GIVEN DATA Start Marker
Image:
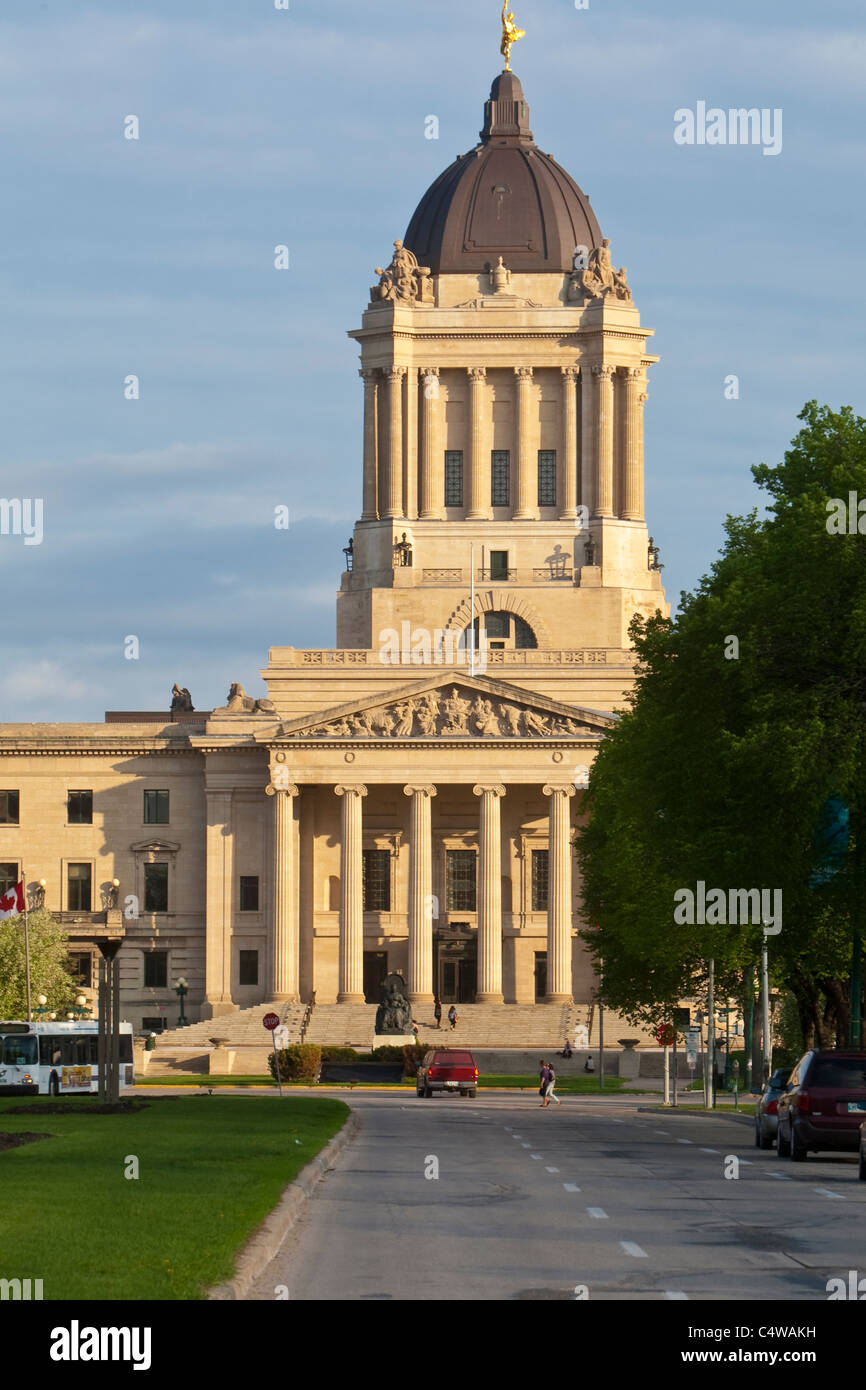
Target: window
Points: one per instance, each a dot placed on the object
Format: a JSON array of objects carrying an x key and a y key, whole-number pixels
[
  {"x": 81, "y": 968},
  {"x": 501, "y": 477},
  {"x": 156, "y": 887},
  {"x": 453, "y": 477},
  {"x": 249, "y": 968},
  {"x": 78, "y": 887},
  {"x": 79, "y": 808},
  {"x": 249, "y": 893},
  {"x": 156, "y": 969},
  {"x": 541, "y": 862},
  {"x": 377, "y": 880},
  {"x": 156, "y": 808},
  {"x": 460, "y": 880},
  {"x": 546, "y": 477}
]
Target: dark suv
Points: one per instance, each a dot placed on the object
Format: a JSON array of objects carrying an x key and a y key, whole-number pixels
[{"x": 823, "y": 1104}]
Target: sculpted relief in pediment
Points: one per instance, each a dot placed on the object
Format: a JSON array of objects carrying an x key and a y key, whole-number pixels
[{"x": 453, "y": 712}]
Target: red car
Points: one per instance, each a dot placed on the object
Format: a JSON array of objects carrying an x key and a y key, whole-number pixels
[
  {"x": 823, "y": 1104},
  {"x": 448, "y": 1069}
]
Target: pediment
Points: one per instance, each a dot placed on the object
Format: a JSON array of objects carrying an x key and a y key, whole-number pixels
GIVEN DATA End Marker
Please return all lines from the records that hold the word "pediment".

Target: sculpted relief in pediment
Target: pediment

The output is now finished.